● **Aim of the task**
Everything from the line containing "Target: green plant" through the end of the entries should be transcribed exactly. Leave out all other lines.

● **Materials provided**
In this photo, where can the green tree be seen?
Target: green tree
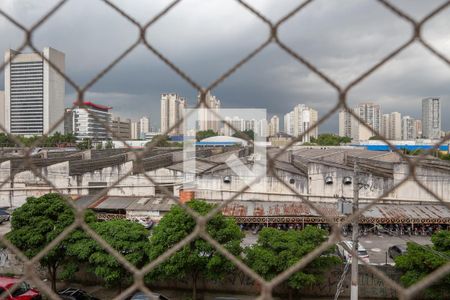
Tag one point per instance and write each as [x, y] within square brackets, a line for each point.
[127, 237]
[39, 221]
[277, 250]
[246, 134]
[198, 258]
[419, 261]
[205, 134]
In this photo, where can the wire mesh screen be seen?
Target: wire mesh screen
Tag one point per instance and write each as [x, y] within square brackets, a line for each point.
[142, 159]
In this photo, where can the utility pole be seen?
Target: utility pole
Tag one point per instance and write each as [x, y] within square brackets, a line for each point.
[355, 233]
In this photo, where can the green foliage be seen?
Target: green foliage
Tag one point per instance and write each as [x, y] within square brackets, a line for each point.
[329, 139]
[246, 134]
[198, 258]
[39, 221]
[419, 261]
[127, 237]
[205, 134]
[54, 140]
[277, 250]
[109, 145]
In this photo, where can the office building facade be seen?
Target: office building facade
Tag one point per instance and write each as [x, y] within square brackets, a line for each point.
[34, 92]
[431, 118]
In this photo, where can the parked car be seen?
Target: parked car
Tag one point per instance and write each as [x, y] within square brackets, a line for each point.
[22, 292]
[75, 294]
[4, 216]
[396, 250]
[143, 296]
[362, 252]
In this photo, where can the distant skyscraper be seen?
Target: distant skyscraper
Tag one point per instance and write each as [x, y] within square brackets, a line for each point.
[34, 92]
[345, 123]
[89, 121]
[207, 119]
[395, 126]
[2, 109]
[135, 130]
[408, 128]
[274, 125]
[144, 126]
[172, 110]
[369, 112]
[431, 118]
[300, 119]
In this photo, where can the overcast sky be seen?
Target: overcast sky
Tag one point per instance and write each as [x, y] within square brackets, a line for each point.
[206, 37]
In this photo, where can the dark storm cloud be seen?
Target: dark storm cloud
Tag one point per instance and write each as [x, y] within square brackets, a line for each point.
[205, 38]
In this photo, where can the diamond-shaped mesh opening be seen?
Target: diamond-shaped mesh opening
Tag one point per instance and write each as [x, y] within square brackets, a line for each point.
[118, 255]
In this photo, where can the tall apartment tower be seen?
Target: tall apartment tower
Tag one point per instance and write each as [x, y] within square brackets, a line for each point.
[144, 126]
[300, 119]
[409, 128]
[274, 125]
[431, 118]
[172, 110]
[395, 126]
[34, 92]
[208, 119]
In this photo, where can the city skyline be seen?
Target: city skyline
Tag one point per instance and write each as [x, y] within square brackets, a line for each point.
[272, 79]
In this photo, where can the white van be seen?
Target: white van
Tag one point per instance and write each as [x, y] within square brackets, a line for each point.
[362, 252]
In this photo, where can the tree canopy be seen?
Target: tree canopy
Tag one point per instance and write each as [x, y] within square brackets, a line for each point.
[39, 221]
[329, 139]
[198, 258]
[127, 237]
[419, 261]
[276, 250]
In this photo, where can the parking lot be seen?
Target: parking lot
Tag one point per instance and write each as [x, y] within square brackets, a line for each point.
[376, 246]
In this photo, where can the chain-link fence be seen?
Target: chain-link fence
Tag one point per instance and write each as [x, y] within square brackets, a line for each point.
[200, 230]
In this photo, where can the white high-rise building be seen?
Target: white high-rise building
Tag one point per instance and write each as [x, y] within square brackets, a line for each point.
[34, 92]
[207, 119]
[395, 126]
[135, 130]
[288, 123]
[345, 123]
[144, 126]
[89, 121]
[300, 119]
[2, 110]
[274, 125]
[172, 110]
[408, 128]
[431, 118]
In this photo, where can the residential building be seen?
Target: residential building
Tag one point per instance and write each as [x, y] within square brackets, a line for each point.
[385, 126]
[408, 128]
[345, 124]
[431, 118]
[2, 110]
[144, 126]
[208, 115]
[172, 110]
[121, 128]
[274, 125]
[135, 130]
[34, 92]
[300, 120]
[89, 121]
[418, 125]
[395, 126]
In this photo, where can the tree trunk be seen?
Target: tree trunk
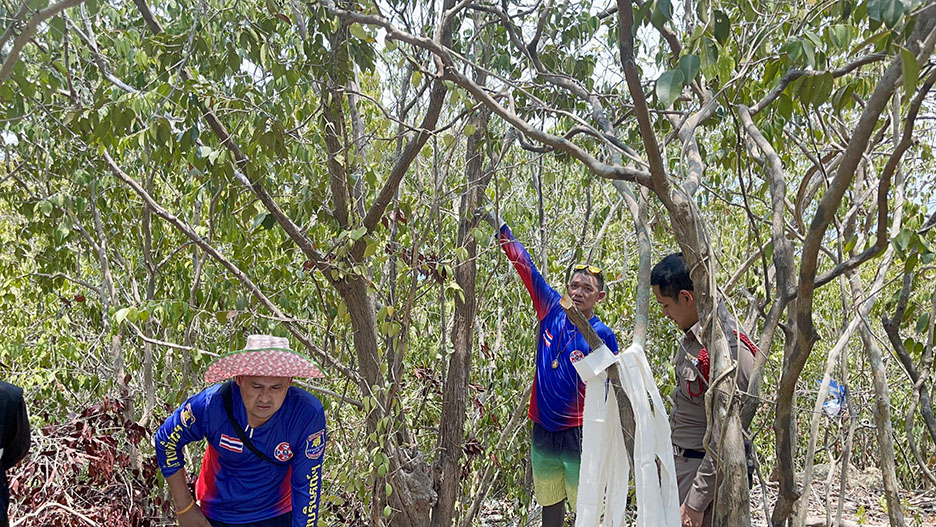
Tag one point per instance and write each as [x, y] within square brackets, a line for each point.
[451, 430]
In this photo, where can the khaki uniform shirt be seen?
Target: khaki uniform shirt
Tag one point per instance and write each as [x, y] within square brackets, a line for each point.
[687, 419]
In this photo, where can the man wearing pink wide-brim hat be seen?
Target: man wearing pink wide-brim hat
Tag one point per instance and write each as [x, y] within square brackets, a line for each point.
[266, 440]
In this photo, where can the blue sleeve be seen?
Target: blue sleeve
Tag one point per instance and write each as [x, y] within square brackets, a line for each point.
[543, 296]
[307, 471]
[185, 425]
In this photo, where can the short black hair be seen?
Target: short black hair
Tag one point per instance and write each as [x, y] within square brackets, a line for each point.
[599, 277]
[671, 275]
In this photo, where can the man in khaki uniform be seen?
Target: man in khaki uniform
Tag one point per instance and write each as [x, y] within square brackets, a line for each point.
[695, 469]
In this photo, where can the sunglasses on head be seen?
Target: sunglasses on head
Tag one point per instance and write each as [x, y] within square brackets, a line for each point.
[590, 268]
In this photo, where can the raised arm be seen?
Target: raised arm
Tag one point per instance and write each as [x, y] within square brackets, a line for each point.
[544, 297]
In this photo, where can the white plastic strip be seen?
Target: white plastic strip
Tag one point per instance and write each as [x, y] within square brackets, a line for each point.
[605, 471]
[594, 363]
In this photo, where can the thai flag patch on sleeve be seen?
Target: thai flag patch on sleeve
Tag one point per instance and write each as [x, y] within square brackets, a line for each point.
[315, 445]
[231, 443]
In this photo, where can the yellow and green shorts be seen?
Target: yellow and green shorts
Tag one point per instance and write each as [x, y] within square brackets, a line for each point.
[556, 458]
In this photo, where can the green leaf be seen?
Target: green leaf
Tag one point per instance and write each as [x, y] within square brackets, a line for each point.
[722, 27]
[809, 49]
[923, 323]
[874, 8]
[689, 65]
[851, 243]
[891, 11]
[371, 249]
[840, 36]
[358, 233]
[57, 26]
[121, 315]
[669, 86]
[821, 89]
[911, 71]
[416, 79]
[258, 220]
[359, 32]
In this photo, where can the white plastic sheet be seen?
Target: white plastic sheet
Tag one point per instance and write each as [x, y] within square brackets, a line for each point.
[605, 470]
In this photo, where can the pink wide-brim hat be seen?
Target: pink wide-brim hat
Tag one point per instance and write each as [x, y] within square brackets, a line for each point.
[263, 356]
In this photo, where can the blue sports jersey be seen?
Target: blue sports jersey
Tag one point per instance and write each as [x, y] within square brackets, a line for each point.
[236, 486]
[558, 394]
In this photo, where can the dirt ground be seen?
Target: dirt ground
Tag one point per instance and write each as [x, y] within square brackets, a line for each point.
[864, 505]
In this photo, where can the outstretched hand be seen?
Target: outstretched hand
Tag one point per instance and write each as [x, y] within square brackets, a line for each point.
[193, 518]
[488, 215]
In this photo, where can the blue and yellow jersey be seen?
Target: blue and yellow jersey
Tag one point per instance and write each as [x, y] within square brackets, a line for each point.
[236, 486]
[558, 393]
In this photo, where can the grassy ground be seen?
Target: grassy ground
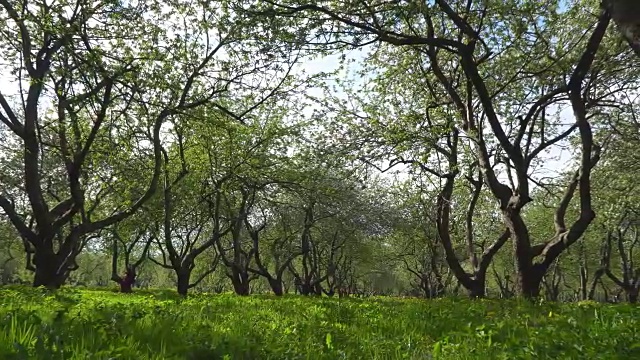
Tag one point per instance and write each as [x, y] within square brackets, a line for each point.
[90, 324]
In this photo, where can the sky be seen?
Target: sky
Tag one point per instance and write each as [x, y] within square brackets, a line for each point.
[555, 161]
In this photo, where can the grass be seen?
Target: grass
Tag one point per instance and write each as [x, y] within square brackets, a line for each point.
[101, 324]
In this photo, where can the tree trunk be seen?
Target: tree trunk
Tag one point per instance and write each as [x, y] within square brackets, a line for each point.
[184, 277]
[240, 283]
[478, 289]
[47, 270]
[276, 286]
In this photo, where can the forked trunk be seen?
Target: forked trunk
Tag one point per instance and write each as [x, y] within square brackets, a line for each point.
[48, 272]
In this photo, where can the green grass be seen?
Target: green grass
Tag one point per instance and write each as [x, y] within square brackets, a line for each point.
[100, 324]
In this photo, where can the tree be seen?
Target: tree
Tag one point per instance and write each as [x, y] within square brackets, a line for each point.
[500, 96]
[97, 78]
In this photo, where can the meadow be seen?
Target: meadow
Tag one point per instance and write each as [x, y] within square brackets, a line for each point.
[102, 324]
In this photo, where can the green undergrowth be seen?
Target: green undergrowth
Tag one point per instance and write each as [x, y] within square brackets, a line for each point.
[101, 324]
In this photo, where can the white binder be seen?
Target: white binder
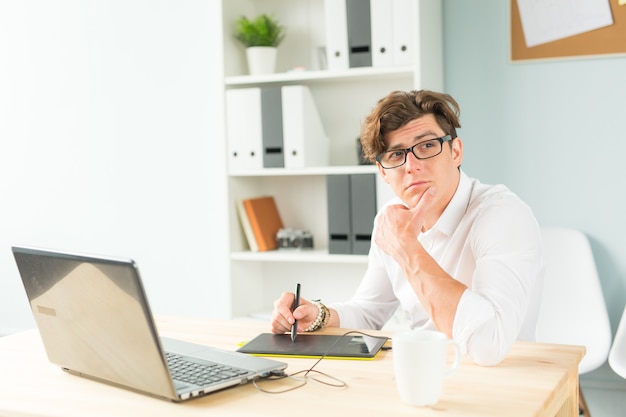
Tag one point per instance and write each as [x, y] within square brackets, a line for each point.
[336, 34]
[382, 33]
[244, 129]
[304, 138]
[404, 32]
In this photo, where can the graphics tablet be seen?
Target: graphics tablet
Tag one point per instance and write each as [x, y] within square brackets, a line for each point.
[350, 346]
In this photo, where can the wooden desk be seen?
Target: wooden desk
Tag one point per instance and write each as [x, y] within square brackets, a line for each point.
[534, 380]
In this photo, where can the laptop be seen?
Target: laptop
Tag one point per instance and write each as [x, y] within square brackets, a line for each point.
[95, 322]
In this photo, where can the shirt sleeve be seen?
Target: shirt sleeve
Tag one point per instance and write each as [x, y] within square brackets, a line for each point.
[507, 248]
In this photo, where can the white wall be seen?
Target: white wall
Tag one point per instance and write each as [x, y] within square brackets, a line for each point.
[111, 143]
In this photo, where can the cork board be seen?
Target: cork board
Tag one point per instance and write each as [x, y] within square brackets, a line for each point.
[608, 40]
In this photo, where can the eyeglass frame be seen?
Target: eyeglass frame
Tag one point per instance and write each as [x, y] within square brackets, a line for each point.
[406, 151]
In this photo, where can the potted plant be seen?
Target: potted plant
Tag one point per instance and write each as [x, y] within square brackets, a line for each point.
[261, 36]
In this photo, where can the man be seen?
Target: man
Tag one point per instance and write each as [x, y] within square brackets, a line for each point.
[456, 255]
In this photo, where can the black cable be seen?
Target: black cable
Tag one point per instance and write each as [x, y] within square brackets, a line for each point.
[302, 381]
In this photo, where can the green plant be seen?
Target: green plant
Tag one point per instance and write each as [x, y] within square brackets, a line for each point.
[262, 31]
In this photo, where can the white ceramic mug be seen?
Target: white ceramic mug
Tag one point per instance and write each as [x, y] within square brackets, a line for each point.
[421, 365]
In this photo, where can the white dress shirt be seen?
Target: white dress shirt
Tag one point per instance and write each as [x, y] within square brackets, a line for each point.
[488, 239]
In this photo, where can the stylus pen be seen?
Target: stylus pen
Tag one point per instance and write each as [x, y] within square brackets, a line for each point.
[296, 303]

● **Exercise solution**
Target: green plant
Tag one point per instance and write each as [x, y] within square brackets, a line for each point.
[262, 31]
In this photo, where can the white ceramic mug be seen?
Target: white ceramic mug
Tag one point per instance and write each as [x, y] within square brackets, a line for each point.
[421, 365]
In this photo, where can the white dress shirt be seen?
Target: white dress shirt
Tag one point per instance and write each as [x, y] within square brackets, a line for each point.
[488, 239]
In this photo, where can the stylus pen be seen?
Target: stylus pen
Tag one point per instance and write each as [x, y] within square brackets, a line for each point.
[296, 303]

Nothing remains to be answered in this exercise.